## BEGIN Exercise inputs
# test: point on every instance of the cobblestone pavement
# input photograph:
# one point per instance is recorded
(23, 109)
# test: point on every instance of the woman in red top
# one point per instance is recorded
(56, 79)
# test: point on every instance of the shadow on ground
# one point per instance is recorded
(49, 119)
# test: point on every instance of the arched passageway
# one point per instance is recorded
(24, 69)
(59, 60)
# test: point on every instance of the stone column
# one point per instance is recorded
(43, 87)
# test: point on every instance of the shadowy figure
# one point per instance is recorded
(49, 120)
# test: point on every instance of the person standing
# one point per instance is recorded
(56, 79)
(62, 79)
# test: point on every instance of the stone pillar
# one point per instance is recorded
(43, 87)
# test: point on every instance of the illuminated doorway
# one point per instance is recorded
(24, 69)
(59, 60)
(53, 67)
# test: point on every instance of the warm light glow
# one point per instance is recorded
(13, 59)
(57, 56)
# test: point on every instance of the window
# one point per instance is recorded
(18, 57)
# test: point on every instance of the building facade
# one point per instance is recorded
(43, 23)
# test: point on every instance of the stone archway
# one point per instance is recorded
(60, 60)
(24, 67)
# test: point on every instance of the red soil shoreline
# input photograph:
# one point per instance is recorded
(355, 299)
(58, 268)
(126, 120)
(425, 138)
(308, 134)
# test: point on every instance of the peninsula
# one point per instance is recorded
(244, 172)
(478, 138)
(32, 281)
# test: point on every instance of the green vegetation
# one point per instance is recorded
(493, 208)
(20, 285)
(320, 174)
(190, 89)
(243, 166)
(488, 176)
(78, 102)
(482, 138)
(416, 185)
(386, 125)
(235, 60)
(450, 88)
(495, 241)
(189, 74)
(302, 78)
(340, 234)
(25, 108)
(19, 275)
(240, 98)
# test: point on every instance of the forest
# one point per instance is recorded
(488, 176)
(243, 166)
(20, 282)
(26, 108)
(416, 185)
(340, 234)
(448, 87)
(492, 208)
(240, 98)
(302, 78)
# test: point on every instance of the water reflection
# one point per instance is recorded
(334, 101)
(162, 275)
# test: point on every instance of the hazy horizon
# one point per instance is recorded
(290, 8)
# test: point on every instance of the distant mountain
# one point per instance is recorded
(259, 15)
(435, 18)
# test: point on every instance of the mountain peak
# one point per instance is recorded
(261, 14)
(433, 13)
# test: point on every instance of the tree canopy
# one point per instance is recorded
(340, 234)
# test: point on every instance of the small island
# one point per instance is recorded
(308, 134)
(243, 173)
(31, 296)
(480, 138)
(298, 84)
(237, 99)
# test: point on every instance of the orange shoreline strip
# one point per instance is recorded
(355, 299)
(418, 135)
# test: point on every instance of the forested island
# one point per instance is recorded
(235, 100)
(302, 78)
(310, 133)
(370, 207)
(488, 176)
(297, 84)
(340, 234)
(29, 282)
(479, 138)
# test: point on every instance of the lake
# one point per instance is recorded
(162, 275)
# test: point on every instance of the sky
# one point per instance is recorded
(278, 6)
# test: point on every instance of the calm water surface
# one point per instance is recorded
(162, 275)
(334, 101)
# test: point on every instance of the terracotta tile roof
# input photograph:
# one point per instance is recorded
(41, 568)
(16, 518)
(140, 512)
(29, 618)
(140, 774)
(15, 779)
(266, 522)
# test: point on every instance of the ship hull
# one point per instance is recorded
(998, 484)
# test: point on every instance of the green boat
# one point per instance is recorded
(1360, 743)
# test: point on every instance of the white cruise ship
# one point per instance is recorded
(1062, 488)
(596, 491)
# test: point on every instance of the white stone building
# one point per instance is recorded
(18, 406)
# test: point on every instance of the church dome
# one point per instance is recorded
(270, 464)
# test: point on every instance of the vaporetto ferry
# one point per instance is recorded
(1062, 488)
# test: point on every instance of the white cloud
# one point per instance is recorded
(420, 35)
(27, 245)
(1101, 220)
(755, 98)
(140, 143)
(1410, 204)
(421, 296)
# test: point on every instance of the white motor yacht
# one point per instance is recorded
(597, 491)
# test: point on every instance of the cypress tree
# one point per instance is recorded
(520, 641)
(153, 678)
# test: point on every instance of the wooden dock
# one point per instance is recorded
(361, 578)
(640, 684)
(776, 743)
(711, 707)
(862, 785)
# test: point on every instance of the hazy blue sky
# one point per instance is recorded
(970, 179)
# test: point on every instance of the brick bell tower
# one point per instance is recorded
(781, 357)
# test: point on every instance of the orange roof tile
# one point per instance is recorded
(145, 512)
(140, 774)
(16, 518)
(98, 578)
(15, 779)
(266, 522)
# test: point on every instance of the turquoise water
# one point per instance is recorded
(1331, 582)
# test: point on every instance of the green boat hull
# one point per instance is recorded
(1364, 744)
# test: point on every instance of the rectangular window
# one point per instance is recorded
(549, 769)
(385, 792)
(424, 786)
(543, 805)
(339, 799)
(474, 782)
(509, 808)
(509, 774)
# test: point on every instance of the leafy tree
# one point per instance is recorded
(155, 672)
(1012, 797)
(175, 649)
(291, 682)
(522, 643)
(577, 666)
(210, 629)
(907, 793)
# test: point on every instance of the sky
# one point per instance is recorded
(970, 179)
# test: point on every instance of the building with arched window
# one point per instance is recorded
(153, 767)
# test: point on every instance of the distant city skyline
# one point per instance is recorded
## END Exercise inputs
■ Set problem ■
Could you output the lines of the listing starting at the one containing "# test: point on every instance of the turquoise" and ending at the one containing "(1364, 744)", both included, as a Markdown table with the columns Row and Line text? Leave out any blank lines.

■ Answer below ■
| Row | Line text |
|---|---|
| 1 | # test: point on every instance of the turquoise water |
| 2 | # one point per instance is recorded |
| 3 | (1331, 582) |
| 4 | # test: point on every instance of the green boat hull |
| 5 | # one point per instance is recorded |
| 6 | (1364, 744) |